* Quoted passage
Posted in Reviews on June 28th, 2022 by JJ Koczan

THE-OBELISK-FALL-2020-QUARTERLY-REVIEW

Here begins day two of 10. I don’t know at what point it occurred to me to load up the Quarterly Review with killer stuff to make it, you know, more pleasant than having it only be records I feel like I should be writing about, but I’m intensely glad I did.

Seems like a no brainer, right? But the internet is dumb, and it’s so easy to get caught up in what you see on social media, who’s hyping what, and the whole thing is driven by this sad, cloying FOMO that I despise even as I participate. If you’re ever in a situation to let go of something so toxic, even just a little bit and even just in your own head — which is where it all exists anyhow — do it. And if you take nothing else from this 100-album Quarterly Review besides that advice, it won’t be a loss.

* Dataset excerpts
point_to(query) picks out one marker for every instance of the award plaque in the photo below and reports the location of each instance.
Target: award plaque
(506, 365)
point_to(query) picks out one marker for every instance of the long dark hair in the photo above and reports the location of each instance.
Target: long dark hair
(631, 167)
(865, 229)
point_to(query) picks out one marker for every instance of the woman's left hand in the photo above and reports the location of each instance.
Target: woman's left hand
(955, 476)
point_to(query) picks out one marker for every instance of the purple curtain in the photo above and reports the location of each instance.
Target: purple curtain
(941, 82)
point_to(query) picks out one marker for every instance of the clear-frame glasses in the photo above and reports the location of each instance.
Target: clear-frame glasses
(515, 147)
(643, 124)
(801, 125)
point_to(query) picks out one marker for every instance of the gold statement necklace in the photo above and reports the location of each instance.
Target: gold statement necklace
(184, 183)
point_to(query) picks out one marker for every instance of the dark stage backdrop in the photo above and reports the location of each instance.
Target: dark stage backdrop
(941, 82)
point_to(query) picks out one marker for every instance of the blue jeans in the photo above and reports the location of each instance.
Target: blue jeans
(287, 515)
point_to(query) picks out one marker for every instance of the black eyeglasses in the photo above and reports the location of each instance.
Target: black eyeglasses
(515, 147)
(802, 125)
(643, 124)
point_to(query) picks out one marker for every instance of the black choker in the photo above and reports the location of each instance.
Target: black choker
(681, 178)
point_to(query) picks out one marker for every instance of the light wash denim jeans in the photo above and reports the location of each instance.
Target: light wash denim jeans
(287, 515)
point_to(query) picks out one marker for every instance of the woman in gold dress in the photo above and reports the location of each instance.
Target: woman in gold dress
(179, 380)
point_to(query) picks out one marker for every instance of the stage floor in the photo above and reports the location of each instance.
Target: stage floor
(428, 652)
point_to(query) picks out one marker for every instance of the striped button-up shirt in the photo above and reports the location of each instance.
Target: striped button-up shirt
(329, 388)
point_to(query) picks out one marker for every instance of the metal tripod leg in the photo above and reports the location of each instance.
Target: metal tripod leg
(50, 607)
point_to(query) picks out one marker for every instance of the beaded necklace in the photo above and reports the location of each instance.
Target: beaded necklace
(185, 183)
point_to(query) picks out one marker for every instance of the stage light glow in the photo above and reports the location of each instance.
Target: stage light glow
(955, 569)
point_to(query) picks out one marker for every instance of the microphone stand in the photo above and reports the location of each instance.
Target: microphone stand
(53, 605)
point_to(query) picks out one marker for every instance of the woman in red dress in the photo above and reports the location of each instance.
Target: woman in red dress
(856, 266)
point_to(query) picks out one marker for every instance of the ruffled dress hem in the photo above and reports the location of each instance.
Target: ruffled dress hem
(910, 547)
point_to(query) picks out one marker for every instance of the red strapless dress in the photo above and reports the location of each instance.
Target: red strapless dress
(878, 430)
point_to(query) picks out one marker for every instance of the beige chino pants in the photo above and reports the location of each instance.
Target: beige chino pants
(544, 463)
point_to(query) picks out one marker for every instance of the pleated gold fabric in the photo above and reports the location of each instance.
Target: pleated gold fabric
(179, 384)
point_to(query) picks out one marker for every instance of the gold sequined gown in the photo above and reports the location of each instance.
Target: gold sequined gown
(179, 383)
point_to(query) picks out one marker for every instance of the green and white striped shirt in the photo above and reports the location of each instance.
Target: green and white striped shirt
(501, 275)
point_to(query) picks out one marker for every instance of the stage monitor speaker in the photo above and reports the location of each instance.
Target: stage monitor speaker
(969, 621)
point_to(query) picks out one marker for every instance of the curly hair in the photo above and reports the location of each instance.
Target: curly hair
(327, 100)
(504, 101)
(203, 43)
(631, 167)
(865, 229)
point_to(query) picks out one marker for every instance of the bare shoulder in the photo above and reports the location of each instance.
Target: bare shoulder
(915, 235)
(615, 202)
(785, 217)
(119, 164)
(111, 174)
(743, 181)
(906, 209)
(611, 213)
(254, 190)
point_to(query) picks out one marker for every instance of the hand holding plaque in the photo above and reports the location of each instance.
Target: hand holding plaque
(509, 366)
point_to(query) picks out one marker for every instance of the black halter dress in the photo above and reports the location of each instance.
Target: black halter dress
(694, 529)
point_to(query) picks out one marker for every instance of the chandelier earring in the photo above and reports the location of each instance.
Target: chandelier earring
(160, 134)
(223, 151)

* Action item
Translate this sentence from the quarterly review post into Spanish: "Here begins day two of 10." The lines have no connection to the quarterly review post.

* Result of this exercise
Aquí comienza el día dos de 10.